Region pointing data.
⟨
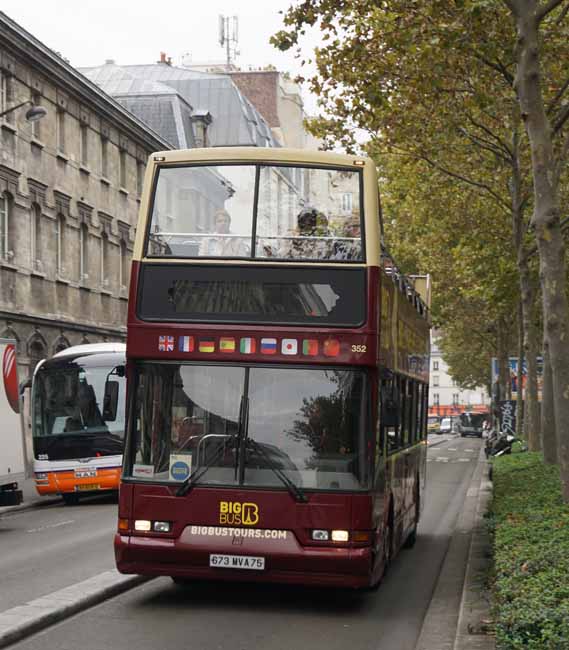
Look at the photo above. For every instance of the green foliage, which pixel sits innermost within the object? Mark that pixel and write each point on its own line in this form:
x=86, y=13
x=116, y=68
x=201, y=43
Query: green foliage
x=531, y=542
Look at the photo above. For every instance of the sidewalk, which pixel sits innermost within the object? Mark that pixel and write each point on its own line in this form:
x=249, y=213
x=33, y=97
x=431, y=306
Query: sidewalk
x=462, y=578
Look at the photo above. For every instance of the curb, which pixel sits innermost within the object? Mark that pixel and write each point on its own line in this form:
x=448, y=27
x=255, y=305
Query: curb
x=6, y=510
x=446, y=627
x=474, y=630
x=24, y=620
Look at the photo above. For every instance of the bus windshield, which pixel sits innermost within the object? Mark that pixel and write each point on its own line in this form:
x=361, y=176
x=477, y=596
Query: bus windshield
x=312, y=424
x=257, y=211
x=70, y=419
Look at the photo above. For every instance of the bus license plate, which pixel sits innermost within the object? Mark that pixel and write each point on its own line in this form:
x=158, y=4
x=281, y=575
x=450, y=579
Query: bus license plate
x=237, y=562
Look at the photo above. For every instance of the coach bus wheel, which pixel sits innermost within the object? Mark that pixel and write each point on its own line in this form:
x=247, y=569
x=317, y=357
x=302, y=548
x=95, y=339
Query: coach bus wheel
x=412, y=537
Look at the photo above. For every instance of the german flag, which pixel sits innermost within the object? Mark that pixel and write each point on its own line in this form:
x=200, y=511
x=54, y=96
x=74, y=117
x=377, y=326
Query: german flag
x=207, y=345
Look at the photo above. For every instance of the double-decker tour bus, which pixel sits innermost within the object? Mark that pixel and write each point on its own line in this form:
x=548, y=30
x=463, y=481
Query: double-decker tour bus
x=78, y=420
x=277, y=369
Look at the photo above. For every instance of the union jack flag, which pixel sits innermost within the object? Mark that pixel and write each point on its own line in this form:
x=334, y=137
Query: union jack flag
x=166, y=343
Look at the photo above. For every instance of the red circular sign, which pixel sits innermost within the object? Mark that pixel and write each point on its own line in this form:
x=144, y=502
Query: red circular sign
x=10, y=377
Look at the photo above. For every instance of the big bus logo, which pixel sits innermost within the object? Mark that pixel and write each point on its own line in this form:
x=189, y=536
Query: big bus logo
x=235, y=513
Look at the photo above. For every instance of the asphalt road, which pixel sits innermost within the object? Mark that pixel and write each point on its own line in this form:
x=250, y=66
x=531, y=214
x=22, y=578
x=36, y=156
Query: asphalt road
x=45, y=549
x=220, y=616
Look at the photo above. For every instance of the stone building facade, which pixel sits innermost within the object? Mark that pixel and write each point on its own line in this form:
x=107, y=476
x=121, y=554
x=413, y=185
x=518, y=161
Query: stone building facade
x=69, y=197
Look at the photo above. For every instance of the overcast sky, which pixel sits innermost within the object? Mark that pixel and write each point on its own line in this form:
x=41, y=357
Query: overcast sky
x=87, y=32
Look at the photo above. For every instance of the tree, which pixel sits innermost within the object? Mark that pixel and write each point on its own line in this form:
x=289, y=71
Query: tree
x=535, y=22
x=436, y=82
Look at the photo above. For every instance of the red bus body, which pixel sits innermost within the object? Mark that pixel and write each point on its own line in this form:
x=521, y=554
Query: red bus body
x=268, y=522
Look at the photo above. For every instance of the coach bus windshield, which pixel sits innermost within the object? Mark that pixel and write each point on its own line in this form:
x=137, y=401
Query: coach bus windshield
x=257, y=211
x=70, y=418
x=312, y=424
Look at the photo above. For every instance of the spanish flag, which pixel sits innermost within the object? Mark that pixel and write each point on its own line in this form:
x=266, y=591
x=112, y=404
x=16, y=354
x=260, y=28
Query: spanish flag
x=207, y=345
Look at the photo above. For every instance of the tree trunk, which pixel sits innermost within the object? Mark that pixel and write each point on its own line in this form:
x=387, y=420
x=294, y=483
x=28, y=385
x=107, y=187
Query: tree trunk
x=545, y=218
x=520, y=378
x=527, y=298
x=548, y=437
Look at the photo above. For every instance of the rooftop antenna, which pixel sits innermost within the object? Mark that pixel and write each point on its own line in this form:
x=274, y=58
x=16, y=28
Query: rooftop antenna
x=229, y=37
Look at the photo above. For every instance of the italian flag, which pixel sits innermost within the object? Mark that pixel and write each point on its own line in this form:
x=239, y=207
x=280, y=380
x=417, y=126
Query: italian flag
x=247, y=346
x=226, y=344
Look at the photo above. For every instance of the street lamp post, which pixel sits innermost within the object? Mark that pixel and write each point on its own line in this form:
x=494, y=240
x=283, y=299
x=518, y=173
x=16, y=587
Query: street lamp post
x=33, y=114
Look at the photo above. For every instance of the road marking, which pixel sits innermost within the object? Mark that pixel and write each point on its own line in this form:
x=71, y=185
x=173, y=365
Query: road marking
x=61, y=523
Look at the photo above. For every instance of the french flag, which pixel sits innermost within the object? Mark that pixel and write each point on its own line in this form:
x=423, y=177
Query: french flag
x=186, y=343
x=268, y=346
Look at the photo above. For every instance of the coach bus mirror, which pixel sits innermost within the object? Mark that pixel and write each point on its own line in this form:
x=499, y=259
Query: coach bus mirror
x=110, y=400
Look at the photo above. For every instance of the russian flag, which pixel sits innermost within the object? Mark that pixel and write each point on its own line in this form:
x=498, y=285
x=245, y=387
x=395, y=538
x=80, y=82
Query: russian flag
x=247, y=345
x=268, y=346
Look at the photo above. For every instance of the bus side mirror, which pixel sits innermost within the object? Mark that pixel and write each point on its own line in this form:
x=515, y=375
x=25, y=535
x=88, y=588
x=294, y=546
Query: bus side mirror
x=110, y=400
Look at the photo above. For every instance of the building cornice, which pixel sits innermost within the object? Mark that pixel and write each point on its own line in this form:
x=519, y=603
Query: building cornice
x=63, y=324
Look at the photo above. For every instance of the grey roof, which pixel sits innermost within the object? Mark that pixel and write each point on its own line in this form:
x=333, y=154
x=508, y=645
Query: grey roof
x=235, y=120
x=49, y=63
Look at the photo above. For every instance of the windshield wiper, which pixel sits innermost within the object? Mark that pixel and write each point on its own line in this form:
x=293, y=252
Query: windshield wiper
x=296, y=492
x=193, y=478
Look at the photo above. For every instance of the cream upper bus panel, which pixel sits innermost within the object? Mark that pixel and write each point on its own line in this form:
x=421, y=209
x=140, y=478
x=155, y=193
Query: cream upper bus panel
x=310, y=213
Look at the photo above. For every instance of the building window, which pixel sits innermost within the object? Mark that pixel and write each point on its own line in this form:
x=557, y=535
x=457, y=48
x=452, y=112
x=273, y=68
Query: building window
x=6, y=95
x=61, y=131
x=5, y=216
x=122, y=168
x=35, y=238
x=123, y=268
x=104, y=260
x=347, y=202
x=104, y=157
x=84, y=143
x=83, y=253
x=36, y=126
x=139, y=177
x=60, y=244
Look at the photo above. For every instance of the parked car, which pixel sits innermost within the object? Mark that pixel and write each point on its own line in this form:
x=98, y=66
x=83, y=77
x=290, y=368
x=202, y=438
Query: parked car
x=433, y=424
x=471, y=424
⟩
How to complete this task.
Copy out the records above in full, exactly as written, but not the pictures.

Exercise answer.
Look at the photo above. For every instance of the green foliage, which pixel sits innermost within the object? Mark that pixel and write each point on its own line in this form:
x=86, y=13
x=116, y=68
x=201, y=43
Query: green foliage
x=531, y=542
Look at the photo above. For every instance of the sidewalk, which pixel sits innermost within the object? Mark that pixel and write each point on its own line in this form:
x=249, y=213
x=33, y=97
x=431, y=306
Query: sidewalk
x=462, y=578
Look at the photo above. For every instance of the curb, which pixel sits innermost within the object? Mark that pixel and write each point on its own line in this form:
x=448, y=27
x=255, y=305
Query: curb
x=6, y=510
x=446, y=627
x=474, y=630
x=24, y=620
Look at the photo above. For every instance of the bus windshield, which pixel sits innermost within the object? Mark that pixel and write each point on its own line in this form:
x=361, y=176
x=477, y=596
Query: bus windshield
x=312, y=424
x=257, y=211
x=70, y=419
Look at the photo above. For every instance of the bus license plate, which pixel sits innermost within the object? Mark that pixel and write each point on its own line in this form:
x=158, y=4
x=281, y=575
x=450, y=579
Query: bus license plate
x=237, y=562
Look at the photo above. For every instance of the coach bus wheel, which pixel sits innermost within the object? Mark that pixel and write each point on its own line in this form:
x=247, y=569
x=317, y=357
x=302, y=548
x=95, y=339
Query: coach bus wheel
x=412, y=537
Look at the photo above. For every instance of the german flag, which pixel sits innermost within the object? Mark that pixel and write each point on its own line in this form:
x=200, y=511
x=54, y=96
x=74, y=117
x=377, y=326
Query: german flag
x=207, y=345
Look at the photo above. For every instance of the double-decker tour bus, which pixel sits innermost within the object? Mark that pixel and write each point on its own line in this form:
x=548, y=30
x=463, y=481
Query: double-decker tour bus
x=78, y=420
x=277, y=369
Look at the photo above. For every instance of the union jack flag, which pixel sits innermost within the object? Mark that pixel and write each point on its own line in this form:
x=334, y=137
Query: union jack flag
x=166, y=343
Look at the photo above. For every instance of the red circular sign, which pixel sits innermost within the object? Mark that pixel and write each point on its own line in this form:
x=144, y=502
Query: red circular sign
x=10, y=377
Look at the photo above. For every instance of the big bus logo, which pixel sits innermost within the object? Mark that pixel and write each point on its own line in this form:
x=189, y=536
Query: big bus logo
x=235, y=513
Look at the photo above. For every instance of the asphalt road, which pixel sits innermost within the object? Mark that pixel and write each point on its own line in this form:
x=250, y=66
x=531, y=214
x=22, y=578
x=36, y=156
Query: asphalt road
x=45, y=549
x=220, y=616
Look at the photo above. For every instance of the stone building facade, which pixel sits innermost within the object? Mark that pixel and write each point on its own line in this form:
x=107, y=476
x=121, y=554
x=413, y=185
x=518, y=161
Query: stone building facade
x=69, y=197
Look at the photo above. For every instance of the overcast sky, which pixel sits innermost within the object? Mark that pixel and write each point on its own line in this form:
x=41, y=357
Query: overcast sky
x=87, y=32
Look at the photo above. For every instance of the tree, which pixel sits innermost within the object? Mark that pixel and write each point on its own line in this form:
x=289, y=71
Query: tree
x=535, y=22
x=436, y=82
Look at the photo above. For every instance of the red bus body, which pixel sits innermost within the object? Mark that pixel and write each point on its own line in this form:
x=521, y=554
Query: red bus body
x=268, y=522
Look at the photo above. For every instance of the coach bus windshield, which pixel sits innermost within the object? Mark that pixel and write each point on its own line in this form:
x=137, y=401
Query: coach bus windshield
x=257, y=211
x=70, y=418
x=312, y=424
Look at the photo above. For every instance of the spanish flag, which pixel sits innermost within the object? Mark that pixel and write each point on its own line in this form:
x=266, y=591
x=112, y=404
x=16, y=354
x=260, y=28
Query: spanish flag
x=207, y=345
Look at the photo above. For every instance of the tree trunk, which pixel sits innermost within the object? Mark that pixel and write each point on its own line in this form:
x=387, y=420
x=294, y=483
x=28, y=385
x=107, y=187
Query: tree trunk
x=545, y=218
x=520, y=378
x=527, y=298
x=548, y=437
Look at the photo above. For every instance of the rooftop antenna, which pixel sits innermost within the object? Mark that pixel and write each point on its own line in this form:
x=274, y=58
x=16, y=28
Query: rooftop antenna
x=229, y=37
Look at the photo above. For every instance of the italian flag, which pixel sits innermost within the object? Mark that pixel and write each point on its own line in this form:
x=239, y=207
x=280, y=380
x=417, y=126
Query: italian flag
x=247, y=346
x=226, y=344
Look at the photo above. For every instance of the street lamp post, which pixel sits innermost within the object? Mark that pixel and write each point on its own line in this form:
x=494, y=240
x=283, y=299
x=518, y=173
x=16, y=587
Query: street lamp post
x=33, y=114
Look at the photo above. For every instance of the road marking, which pixel sits innermost within the object? Mark that pixel and write each point on its own line in this form:
x=71, y=185
x=173, y=365
Query: road marking
x=61, y=523
Look at the photo above. For every instance of the french flag, which pixel sits innermost within the object? Mark that pixel and write each point on its own line in this form:
x=423, y=177
Query: french flag
x=186, y=343
x=268, y=346
Look at the photo above. For every instance of the coach bus mirror, which pixel sits innermost within the object? Mark that pixel and write each point on its own line in this form:
x=499, y=259
Query: coach bus mirror
x=110, y=400
Look at the photo above. For every instance of the russian flag, which pixel sits innermost within the object? Mark that pixel and write each point on its own line in this form:
x=498, y=285
x=245, y=387
x=395, y=538
x=80, y=82
Query: russian flag
x=247, y=345
x=268, y=346
Look at the photo above. For every instance of the bus side mirror, which pixel sits innermost within the object? Mark that pixel and write each point on its own line in this form:
x=515, y=375
x=25, y=535
x=88, y=588
x=294, y=546
Query: bus side mirror
x=110, y=400
Look at the photo above. For every instance of the building cornice, which pixel sits innermost within the object? Mark that pixel and write each point on its own line in this form:
x=519, y=603
Query: building cornice
x=63, y=324
Look at the photo above. For every instance of the grey roof, which pixel sits innermost within the object? Mark that pixel and write each point on its own line in this form:
x=333, y=154
x=508, y=645
Query: grey roof
x=235, y=120
x=49, y=63
Look at the photo above. For every instance of the windshield wiper, which pixel sits innermost within the object? Mark that pixel and write each point on its own line in this form:
x=293, y=252
Query: windshield wiper
x=296, y=492
x=193, y=478
Look at the photo above. For every instance of the cream upper bus panel, which pixel sits innermost within the object? Mark that pixel and write each point on its own line in this form:
x=421, y=209
x=140, y=478
x=155, y=193
Query: cream upper bus panel
x=310, y=213
Look at the photo above. For every instance of the building window, which pixel sits innermost within the object? Mark that pixel and write each point on its own line in this form:
x=557, y=535
x=457, y=48
x=452, y=112
x=273, y=68
Query: building window
x=6, y=95
x=61, y=131
x=5, y=216
x=122, y=168
x=35, y=238
x=123, y=268
x=104, y=260
x=347, y=202
x=104, y=157
x=84, y=143
x=83, y=253
x=36, y=126
x=139, y=177
x=60, y=244
Look at the photo above. For every instance of the parked car, which pixel sits innermost within the object? Mark that pixel and write each point on its own line in this form:
x=98, y=66
x=83, y=77
x=290, y=368
x=202, y=438
Query: parked car
x=433, y=424
x=471, y=424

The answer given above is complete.